▶ _The problem_
An unchanged copy of each entry below is needed; keep the pictures out of it.

+++ Available records +++

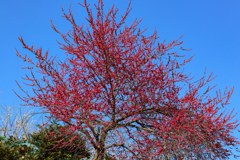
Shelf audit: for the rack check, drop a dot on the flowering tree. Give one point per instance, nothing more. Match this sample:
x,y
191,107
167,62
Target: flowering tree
x,y
115,88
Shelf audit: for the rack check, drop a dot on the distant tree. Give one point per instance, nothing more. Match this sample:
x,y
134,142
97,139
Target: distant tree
x,y
115,88
45,144
14,149
15,123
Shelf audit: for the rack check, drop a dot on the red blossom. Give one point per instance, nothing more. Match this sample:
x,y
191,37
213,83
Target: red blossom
x,y
121,94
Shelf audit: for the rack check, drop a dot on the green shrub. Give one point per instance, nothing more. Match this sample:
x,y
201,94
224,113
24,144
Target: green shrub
x,y
44,145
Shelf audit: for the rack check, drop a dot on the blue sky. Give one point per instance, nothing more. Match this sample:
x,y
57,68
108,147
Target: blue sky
x,y
211,28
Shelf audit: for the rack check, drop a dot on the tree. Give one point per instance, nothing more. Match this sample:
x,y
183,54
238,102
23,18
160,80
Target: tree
x,y
17,125
116,89
44,144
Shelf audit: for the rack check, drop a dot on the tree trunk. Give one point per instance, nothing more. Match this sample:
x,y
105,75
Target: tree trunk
x,y
99,155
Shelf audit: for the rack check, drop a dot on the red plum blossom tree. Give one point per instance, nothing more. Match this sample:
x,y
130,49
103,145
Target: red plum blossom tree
x,y
117,90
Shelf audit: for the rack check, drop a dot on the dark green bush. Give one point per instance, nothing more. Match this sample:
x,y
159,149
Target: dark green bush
x,y
44,145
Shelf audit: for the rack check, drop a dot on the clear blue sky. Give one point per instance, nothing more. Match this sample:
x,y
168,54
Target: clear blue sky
x,y
212,30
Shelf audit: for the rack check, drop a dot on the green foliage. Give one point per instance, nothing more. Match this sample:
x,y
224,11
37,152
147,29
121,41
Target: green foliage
x,y
13,149
44,144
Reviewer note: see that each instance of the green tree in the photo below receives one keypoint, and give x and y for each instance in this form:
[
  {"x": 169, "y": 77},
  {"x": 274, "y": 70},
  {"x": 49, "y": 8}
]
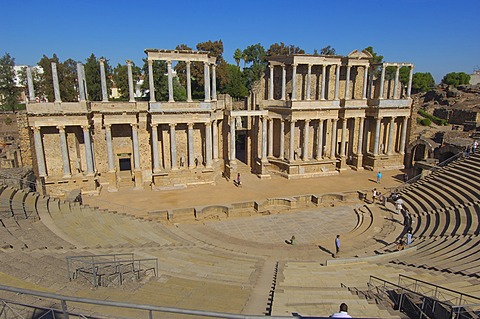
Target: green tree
[
  {"x": 422, "y": 82},
  {"x": 238, "y": 55},
  {"x": 456, "y": 79},
  {"x": 120, "y": 78},
  {"x": 236, "y": 83},
  {"x": 45, "y": 87},
  {"x": 160, "y": 80},
  {"x": 282, "y": 49},
  {"x": 9, "y": 92},
  {"x": 68, "y": 80},
  {"x": 328, "y": 50},
  {"x": 93, "y": 79},
  {"x": 255, "y": 56}
]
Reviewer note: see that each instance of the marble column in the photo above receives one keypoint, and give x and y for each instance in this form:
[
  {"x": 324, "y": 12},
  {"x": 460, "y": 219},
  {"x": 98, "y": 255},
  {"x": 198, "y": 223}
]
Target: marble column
[
  {"x": 337, "y": 81},
  {"x": 377, "y": 135},
  {"x": 136, "y": 150},
  {"x": 151, "y": 83},
  {"x": 270, "y": 137},
  {"x": 208, "y": 144},
  {"x": 233, "y": 154},
  {"x": 390, "y": 136},
  {"x": 282, "y": 139},
  {"x": 31, "y": 90},
  {"x": 56, "y": 86},
  {"x": 370, "y": 92},
  {"x": 365, "y": 78},
  {"x": 343, "y": 143},
  {"x": 214, "y": 82},
  {"x": 108, "y": 137},
  {"x": 264, "y": 138},
  {"x": 294, "y": 82},
  {"x": 88, "y": 149},
  {"x": 173, "y": 146},
  {"x": 306, "y": 139},
  {"x": 189, "y": 82},
  {"x": 131, "y": 87},
  {"x": 410, "y": 77},
  {"x": 382, "y": 82},
  {"x": 333, "y": 145},
  {"x": 156, "y": 162},
  {"x": 347, "y": 83},
  {"x": 403, "y": 136},
  {"x": 309, "y": 80},
  {"x": 215, "y": 140},
  {"x": 270, "y": 92},
  {"x": 84, "y": 81},
  {"x": 191, "y": 151},
  {"x": 37, "y": 137},
  {"x": 319, "y": 150},
  {"x": 64, "y": 148},
  {"x": 324, "y": 79},
  {"x": 170, "y": 82},
  {"x": 206, "y": 80},
  {"x": 291, "y": 156},
  {"x": 103, "y": 79},
  {"x": 395, "y": 86},
  {"x": 360, "y": 136},
  {"x": 81, "y": 88}
]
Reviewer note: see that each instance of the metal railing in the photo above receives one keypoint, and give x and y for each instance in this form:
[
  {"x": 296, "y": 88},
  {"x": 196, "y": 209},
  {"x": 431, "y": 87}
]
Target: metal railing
[
  {"x": 416, "y": 303},
  {"x": 141, "y": 310},
  {"x": 456, "y": 298},
  {"x": 102, "y": 270}
]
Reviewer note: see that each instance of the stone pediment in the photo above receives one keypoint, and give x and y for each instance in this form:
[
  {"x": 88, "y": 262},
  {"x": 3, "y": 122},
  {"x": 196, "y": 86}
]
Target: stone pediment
[{"x": 364, "y": 54}]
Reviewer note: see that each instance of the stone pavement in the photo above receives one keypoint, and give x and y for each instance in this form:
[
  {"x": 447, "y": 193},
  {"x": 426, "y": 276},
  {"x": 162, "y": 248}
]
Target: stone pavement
[{"x": 139, "y": 202}]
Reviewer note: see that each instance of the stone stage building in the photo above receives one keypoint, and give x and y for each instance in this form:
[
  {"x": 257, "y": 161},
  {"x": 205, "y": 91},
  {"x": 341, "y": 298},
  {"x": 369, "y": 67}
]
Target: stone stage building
[{"x": 307, "y": 116}]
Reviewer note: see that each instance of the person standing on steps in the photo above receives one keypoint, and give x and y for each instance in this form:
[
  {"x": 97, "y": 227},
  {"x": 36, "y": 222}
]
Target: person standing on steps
[
  {"x": 238, "y": 180},
  {"x": 379, "y": 177},
  {"x": 337, "y": 246}
]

+++

▶ _The answer_
Shelf audit: for the rack check, drop a dot on the flowering tree. Give one point per instance, nothing more. Match this sample:
x,y
191,107
167,62
Target: flowering tree
x,y
115,88
Shelf audit: for the rack check, drop a dot on the distant tree. Give one point per instance, nothing more. Match this sample:
x,y
134,142
97,139
Target: distant tree
x,y
115,88
45,144
14,149
15,123
Shelf audit: for the rack check, drop a dot on the red blossom. Give one point per instance, nothing more. Match this sample:
x,y
191,37
213,83
Target: red blossom
x,y
121,94
Shelf audit: for the rack check, drop a dot on the green shrub. Give one point per instance, nothing more. Match this sample:
x,y
201,94
224,113
24,144
Target: green shrub
x,y
44,145
Shelf audit: for the rack check, drop a dot on the blue sky. Give one point per instance, nothing more. Match this sample:
x,y
57,68
108,147
Target: blue sky
x,y
211,28
Shelf audit: for the rack check, drop a dot on the tree. Give one point per instance, nothing more. Match this sample:
x,y
183,54
238,102
23,18
160,80
Target: tree
x,y
17,125
116,89
44,144
Shelf audit: for the rack check, drop a dot on the tree trunk. Give one point per instance, nothing more. Match this sample:
x,y
105,75
Target: tree trunk
x,y
99,155
Shelf audit: for the rack check, drop a dot on the red plum blossom tree. Give one point per instance, nothing more. Match this sample:
x,y
130,49
103,145
Target: red plum blossom tree
x,y
117,90
Shelf audit: for the rack check, drop a dot on the dark green bush. Give one point per instance, nothing more. Match this sample:
x,y
159,149
Target: dark green bush
x,y
44,145
Shelf audit: for the rack check, drop a dot on the clear blue sky. Give one point per instance, nothing more. Match this sample:
x,y
168,54
Target: clear blue sky
x,y
212,30
Shelf audit: for the rack check, drop a dot on the green foliage. Give one point per instance, nothing more. Match this sample:
x,y
224,11
37,152
147,29
121,41
Target: green foliage
x,y
13,149
44,144
Reviewer note: see that each instance of the green tree in the photo below receives one keypoint, and give x and y for each instance in this form:
[
  {"x": 169, "y": 77},
  {"x": 274, "y": 70},
  {"x": 49, "y": 8}
]
Target: green tree
[
  {"x": 422, "y": 82},
  {"x": 238, "y": 55},
  {"x": 456, "y": 79},
  {"x": 120, "y": 78},
  {"x": 236, "y": 83},
  {"x": 45, "y": 87},
  {"x": 160, "y": 80},
  {"x": 282, "y": 49},
  {"x": 9, "y": 92},
  {"x": 68, "y": 80},
  {"x": 328, "y": 50},
  {"x": 93, "y": 79},
  {"x": 255, "y": 56}
]
Reviewer note: see that each instance of the marble column in the photo above receives one keypoint, and give x and y for each instance in this form:
[
  {"x": 324, "y": 12},
  {"x": 460, "y": 219},
  {"x": 98, "y": 255},
  {"x": 198, "y": 223}
]
Target: marble column
[
  {"x": 337, "y": 81},
  {"x": 377, "y": 135},
  {"x": 136, "y": 150},
  {"x": 151, "y": 83},
  {"x": 270, "y": 137},
  {"x": 208, "y": 144},
  {"x": 233, "y": 154},
  {"x": 390, "y": 136},
  {"x": 282, "y": 139},
  {"x": 31, "y": 90},
  {"x": 56, "y": 86},
  {"x": 370, "y": 92},
  {"x": 365, "y": 78},
  {"x": 343, "y": 143},
  {"x": 214, "y": 82},
  {"x": 108, "y": 137},
  {"x": 264, "y": 138},
  {"x": 294, "y": 82},
  {"x": 88, "y": 149},
  {"x": 173, "y": 146},
  {"x": 306, "y": 139},
  {"x": 189, "y": 82},
  {"x": 131, "y": 87},
  {"x": 410, "y": 77},
  {"x": 382, "y": 82},
  {"x": 333, "y": 145},
  {"x": 156, "y": 162},
  {"x": 347, "y": 83},
  {"x": 403, "y": 136},
  {"x": 309, "y": 80},
  {"x": 215, "y": 140},
  {"x": 270, "y": 92},
  {"x": 84, "y": 81},
  {"x": 191, "y": 151},
  {"x": 37, "y": 137},
  {"x": 319, "y": 150},
  {"x": 64, "y": 148},
  {"x": 324, "y": 79},
  {"x": 170, "y": 82},
  {"x": 206, "y": 80},
  {"x": 291, "y": 156},
  {"x": 103, "y": 79},
  {"x": 395, "y": 86},
  {"x": 360, "y": 136},
  {"x": 81, "y": 88}
]
Reviewer note: see that each instance of the metal railing in the photo above receives one keypoint, and give x and y for each instance in this form:
[
  {"x": 296, "y": 88},
  {"x": 196, "y": 209},
  {"x": 431, "y": 87}
]
Target: metal railing
[
  {"x": 416, "y": 303},
  {"x": 141, "y": 310},
  {"x": 456, "y": 298},
  {"x": 102, "y": 270}
]
Reviewer note: see that each instance of the stone pediment in the photo above receives one keypoint, and give x and y for each instance in this form:
[
  {"x": 88, "y": 262},
  {"x": 3, "y": 122},
  {"x": 196, "y": 86}
]
Target: stone pediment
[{"x": 364, "y": 54}]
Reviewer note: see that each instance of the stone pavement in the photo above receives one keypoint, and give x and y for each instance in this form:
[
  {"x": 447, "y": 193},
  {"x": 426, "y": 276},
  {"x": 162, "y": 248}
]
Target: stone pavement
[{"x": 139, "y": 202}]
Reviewer note: see that each instance of the stone stage building in the photo above receives one keypoint, and give x and y for each instance in this form:
[
  {"x": 257, "y": 161},
  {"x": 205, "y": 91},
  {"x": 341, "y": 298},
  {"x": 369, "y": 67}
]
Target: stone stage building
[{"x": 307, "y": 116}]
Reviewer note: see that each instance of the person standing on steps in the photo above receives one keypoint, and give x and y for each instance in this form:
[
  {"x": 97, "y": 227},
  {"x": 36, "y": 222}
]
Target: person standing on steps
[
  {"x": 238, "y": 180},
  {"x": 379, "y": 177},
  {"x": 337, "y": 246}
]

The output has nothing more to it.